[[ Records for processing open ]]

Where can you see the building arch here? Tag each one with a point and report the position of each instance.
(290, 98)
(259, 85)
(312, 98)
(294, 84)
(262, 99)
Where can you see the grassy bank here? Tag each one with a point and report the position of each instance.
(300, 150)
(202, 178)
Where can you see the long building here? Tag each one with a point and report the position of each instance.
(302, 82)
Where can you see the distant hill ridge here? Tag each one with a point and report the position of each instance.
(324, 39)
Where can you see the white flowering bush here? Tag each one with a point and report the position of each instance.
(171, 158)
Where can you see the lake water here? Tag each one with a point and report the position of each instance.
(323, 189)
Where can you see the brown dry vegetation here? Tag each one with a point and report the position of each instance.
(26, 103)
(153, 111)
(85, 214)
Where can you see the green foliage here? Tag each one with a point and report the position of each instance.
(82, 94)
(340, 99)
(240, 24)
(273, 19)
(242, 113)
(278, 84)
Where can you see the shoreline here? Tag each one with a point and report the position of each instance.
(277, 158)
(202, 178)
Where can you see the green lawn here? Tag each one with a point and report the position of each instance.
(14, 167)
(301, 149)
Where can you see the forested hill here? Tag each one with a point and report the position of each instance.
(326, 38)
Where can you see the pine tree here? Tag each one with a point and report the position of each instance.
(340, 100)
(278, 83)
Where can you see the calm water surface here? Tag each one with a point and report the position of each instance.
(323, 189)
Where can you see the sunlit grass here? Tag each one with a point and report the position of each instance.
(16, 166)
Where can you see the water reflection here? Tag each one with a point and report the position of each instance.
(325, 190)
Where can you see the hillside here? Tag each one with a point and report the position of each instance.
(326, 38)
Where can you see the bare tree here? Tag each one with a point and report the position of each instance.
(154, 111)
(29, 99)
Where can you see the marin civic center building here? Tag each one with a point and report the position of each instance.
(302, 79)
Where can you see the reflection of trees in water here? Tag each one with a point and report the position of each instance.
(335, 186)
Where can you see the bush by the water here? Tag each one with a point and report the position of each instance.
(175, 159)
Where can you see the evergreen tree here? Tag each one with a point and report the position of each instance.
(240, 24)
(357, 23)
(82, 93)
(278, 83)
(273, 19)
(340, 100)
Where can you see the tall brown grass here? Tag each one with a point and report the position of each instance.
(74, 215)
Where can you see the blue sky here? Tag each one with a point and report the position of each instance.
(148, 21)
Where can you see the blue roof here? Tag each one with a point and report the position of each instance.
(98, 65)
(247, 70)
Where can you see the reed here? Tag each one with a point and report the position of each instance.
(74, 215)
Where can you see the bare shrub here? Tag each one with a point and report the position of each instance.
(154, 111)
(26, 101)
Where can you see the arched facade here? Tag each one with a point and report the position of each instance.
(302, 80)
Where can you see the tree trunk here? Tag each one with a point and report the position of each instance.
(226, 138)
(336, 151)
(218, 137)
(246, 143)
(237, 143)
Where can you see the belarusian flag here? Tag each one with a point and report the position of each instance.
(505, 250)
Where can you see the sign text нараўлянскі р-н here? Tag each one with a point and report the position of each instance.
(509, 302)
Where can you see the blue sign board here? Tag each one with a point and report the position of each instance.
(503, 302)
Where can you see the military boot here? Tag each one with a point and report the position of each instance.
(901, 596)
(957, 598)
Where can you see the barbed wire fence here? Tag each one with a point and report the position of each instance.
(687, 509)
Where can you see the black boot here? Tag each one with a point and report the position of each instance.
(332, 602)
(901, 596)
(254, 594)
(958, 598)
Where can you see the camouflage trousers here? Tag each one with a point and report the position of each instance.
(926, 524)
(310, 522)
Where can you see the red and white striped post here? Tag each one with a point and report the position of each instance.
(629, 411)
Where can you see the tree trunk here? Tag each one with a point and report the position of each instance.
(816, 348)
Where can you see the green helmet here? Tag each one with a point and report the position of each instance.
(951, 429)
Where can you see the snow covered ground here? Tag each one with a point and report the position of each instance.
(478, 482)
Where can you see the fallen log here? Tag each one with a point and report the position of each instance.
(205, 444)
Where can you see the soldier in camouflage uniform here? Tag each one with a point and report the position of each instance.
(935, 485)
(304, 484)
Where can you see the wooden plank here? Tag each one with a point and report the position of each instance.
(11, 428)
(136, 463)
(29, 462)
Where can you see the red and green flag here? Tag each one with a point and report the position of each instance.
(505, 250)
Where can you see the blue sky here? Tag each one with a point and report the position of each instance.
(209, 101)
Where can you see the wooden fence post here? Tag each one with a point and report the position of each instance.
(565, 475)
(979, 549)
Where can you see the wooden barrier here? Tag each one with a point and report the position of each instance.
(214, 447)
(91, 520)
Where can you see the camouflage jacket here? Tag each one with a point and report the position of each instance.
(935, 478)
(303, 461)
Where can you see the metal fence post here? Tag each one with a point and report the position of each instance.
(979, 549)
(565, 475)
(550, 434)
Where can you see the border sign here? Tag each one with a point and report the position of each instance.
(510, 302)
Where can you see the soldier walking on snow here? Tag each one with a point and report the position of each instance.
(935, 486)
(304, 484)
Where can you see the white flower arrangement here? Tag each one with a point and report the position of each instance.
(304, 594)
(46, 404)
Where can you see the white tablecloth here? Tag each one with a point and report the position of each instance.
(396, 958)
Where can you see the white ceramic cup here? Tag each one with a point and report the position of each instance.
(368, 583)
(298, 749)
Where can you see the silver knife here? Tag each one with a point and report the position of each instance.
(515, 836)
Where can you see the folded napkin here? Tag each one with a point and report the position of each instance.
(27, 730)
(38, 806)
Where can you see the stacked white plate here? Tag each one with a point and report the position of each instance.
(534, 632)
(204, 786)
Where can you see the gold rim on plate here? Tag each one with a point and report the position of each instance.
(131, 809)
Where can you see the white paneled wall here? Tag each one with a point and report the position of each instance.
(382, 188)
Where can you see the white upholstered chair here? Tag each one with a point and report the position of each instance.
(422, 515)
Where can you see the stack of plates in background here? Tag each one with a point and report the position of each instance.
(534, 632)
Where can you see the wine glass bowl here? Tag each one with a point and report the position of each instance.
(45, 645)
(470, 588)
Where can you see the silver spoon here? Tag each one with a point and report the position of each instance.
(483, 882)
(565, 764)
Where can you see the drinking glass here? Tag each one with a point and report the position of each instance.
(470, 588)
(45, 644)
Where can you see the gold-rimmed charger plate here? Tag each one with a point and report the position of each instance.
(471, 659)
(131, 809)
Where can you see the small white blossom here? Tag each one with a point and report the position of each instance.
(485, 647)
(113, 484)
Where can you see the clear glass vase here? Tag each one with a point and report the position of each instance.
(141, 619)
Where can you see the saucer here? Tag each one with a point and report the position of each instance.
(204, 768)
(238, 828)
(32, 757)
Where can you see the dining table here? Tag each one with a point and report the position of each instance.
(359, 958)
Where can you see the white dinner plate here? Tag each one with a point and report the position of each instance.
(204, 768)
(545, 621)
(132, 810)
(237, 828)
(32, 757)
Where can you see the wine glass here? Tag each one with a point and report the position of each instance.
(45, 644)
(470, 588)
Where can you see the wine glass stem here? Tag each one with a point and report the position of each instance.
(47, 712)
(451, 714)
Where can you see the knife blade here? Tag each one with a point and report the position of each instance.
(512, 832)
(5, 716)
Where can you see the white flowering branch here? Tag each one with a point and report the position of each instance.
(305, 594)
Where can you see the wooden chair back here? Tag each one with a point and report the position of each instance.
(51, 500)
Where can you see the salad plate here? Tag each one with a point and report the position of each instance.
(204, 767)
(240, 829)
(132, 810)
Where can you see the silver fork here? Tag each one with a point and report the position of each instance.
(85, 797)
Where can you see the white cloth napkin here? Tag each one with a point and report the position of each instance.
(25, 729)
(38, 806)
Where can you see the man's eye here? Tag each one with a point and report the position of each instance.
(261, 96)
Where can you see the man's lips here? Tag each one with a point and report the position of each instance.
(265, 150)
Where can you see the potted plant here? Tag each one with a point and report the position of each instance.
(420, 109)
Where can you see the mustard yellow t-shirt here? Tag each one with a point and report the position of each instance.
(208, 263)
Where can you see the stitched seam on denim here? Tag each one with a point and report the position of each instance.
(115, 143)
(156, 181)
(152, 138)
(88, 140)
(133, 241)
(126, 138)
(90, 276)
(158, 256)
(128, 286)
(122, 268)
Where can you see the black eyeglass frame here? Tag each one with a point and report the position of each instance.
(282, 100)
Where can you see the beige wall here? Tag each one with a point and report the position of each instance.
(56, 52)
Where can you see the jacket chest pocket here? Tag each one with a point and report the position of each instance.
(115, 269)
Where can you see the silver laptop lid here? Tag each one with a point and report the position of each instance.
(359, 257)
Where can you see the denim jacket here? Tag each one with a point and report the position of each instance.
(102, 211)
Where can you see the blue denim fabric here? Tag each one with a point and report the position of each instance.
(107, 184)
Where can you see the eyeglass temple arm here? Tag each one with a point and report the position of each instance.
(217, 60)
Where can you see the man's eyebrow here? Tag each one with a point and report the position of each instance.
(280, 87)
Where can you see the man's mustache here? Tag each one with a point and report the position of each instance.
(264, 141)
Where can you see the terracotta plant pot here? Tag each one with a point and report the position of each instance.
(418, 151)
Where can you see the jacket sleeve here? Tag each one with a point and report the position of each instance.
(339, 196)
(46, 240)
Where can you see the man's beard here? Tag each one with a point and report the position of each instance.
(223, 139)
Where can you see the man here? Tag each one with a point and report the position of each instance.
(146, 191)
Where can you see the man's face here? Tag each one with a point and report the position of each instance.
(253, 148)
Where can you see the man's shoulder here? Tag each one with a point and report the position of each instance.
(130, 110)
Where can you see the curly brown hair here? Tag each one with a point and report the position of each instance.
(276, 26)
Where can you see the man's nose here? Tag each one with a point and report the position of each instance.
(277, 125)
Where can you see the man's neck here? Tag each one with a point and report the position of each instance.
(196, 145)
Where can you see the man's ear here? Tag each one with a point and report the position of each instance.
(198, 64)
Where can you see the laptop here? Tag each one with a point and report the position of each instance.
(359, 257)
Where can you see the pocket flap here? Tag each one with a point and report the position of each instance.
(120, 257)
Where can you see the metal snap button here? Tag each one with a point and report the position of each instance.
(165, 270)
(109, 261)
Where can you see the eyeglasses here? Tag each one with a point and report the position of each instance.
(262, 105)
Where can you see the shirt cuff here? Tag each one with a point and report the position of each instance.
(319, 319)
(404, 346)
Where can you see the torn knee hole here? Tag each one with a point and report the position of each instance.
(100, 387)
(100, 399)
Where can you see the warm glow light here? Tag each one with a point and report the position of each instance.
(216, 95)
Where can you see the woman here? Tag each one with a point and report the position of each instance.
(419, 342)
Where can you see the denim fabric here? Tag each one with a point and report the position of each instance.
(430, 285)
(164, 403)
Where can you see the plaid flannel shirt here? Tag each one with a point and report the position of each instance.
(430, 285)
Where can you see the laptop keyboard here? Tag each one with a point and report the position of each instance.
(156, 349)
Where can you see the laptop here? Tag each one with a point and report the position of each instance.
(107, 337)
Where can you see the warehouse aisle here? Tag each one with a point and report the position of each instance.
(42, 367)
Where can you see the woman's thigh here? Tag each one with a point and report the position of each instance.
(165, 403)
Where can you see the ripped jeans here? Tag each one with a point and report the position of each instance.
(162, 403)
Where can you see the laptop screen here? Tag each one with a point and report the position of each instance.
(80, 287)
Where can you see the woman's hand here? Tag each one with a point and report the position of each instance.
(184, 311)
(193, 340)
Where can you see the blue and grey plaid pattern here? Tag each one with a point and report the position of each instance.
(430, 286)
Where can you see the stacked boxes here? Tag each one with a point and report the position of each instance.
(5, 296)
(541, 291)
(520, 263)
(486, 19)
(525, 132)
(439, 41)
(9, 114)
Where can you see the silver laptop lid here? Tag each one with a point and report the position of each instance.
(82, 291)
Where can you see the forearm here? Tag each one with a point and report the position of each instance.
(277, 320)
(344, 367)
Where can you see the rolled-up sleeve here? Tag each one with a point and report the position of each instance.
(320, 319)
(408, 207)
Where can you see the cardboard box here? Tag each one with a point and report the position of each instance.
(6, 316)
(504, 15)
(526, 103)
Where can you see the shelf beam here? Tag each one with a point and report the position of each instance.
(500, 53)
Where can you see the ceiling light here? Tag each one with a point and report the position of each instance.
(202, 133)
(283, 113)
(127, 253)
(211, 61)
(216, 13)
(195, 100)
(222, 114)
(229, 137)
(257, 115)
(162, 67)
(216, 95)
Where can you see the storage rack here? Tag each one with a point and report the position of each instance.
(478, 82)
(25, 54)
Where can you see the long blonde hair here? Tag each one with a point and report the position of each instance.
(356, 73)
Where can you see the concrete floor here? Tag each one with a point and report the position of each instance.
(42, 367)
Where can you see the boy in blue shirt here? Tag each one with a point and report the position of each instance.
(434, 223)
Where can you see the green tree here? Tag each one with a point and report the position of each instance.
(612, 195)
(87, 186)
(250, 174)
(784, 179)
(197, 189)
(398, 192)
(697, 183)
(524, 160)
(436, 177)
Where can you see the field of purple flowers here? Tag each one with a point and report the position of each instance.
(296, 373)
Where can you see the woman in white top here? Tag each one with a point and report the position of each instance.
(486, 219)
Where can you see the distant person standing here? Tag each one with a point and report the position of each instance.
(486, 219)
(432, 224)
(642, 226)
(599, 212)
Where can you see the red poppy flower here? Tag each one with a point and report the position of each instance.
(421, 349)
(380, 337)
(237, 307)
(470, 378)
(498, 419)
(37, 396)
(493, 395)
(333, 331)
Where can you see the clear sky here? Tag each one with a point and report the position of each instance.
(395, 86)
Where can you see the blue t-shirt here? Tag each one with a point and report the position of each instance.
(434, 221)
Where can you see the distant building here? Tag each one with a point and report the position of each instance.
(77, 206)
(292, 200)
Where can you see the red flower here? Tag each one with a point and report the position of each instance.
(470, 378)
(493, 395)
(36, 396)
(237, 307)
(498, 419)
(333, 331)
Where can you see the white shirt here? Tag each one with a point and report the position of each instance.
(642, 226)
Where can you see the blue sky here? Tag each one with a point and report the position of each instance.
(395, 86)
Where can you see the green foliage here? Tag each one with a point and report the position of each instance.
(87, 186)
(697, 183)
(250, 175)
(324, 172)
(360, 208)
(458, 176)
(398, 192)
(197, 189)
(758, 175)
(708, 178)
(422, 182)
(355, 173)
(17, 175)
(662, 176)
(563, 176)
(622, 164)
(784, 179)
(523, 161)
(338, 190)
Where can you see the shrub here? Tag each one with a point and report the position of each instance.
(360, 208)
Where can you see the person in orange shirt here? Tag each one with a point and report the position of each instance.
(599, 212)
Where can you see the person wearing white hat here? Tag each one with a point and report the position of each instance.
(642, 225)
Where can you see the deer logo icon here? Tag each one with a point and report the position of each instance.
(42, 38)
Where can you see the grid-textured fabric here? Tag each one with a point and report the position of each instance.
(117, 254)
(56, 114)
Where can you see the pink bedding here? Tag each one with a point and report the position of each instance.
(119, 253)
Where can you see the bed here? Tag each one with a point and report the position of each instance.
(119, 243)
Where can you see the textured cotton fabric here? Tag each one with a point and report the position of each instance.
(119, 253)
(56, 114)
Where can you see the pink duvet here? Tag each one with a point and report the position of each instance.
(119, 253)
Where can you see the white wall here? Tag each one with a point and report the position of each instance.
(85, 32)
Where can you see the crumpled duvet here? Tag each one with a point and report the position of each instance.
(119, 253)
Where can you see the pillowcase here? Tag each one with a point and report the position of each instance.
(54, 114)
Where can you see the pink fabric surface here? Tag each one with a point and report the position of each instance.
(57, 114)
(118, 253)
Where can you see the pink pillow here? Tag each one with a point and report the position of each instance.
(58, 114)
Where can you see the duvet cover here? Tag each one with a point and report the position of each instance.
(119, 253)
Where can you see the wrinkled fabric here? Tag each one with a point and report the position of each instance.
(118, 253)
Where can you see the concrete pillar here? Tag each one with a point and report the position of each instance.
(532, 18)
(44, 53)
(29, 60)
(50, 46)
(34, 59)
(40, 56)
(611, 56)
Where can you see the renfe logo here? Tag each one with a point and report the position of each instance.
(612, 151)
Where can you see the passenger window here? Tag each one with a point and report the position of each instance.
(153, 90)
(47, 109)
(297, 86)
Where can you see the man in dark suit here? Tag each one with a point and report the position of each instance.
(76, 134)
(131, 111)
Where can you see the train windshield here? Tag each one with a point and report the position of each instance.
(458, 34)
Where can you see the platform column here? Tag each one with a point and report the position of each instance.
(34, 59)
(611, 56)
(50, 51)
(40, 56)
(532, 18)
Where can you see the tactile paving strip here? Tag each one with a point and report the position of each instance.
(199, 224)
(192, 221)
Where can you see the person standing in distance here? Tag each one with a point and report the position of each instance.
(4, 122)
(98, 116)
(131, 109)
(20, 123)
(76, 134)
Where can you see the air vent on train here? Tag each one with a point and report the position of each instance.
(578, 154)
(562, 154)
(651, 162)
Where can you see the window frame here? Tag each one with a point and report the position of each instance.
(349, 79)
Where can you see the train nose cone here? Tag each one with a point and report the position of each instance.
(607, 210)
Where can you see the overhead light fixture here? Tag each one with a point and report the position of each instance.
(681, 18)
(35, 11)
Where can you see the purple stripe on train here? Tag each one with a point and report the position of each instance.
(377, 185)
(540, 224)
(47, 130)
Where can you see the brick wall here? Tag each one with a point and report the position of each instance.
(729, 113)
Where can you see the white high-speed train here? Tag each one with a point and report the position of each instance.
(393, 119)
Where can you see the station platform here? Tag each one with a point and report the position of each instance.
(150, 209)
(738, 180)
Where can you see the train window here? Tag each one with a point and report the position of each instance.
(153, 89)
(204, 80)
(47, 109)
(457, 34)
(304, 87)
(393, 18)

[[ Records for processing closed ]]

• _Your assignment_: Please output only the lines from the one holding "Where can you see the purple" to the end of the records, first and last included, exactly as they appear.

• _Solution below_:
Where can you see the purple stripe on train here? Tag each one with a point and report the position of each instance.
(377, 185)
(540, 224)
(47, 130)
Where can you see the brick wall here? Tag each one with a point and report the position of each instance.
(729, 113)
Where can you see the white high-speed train here? Tag each one with a point and report the position of each instance.
(393, 119)
Where can you see the station platform here? Tag each one with a point and report the position of each instance.
(150, 209)
(738, 180)
Where can you see the train window here? Tag each one with a point and report the position of each instance.
(153, 89)
(204, 80)
(47, 109)
(457, 34)
(304, 87)
(393, 18)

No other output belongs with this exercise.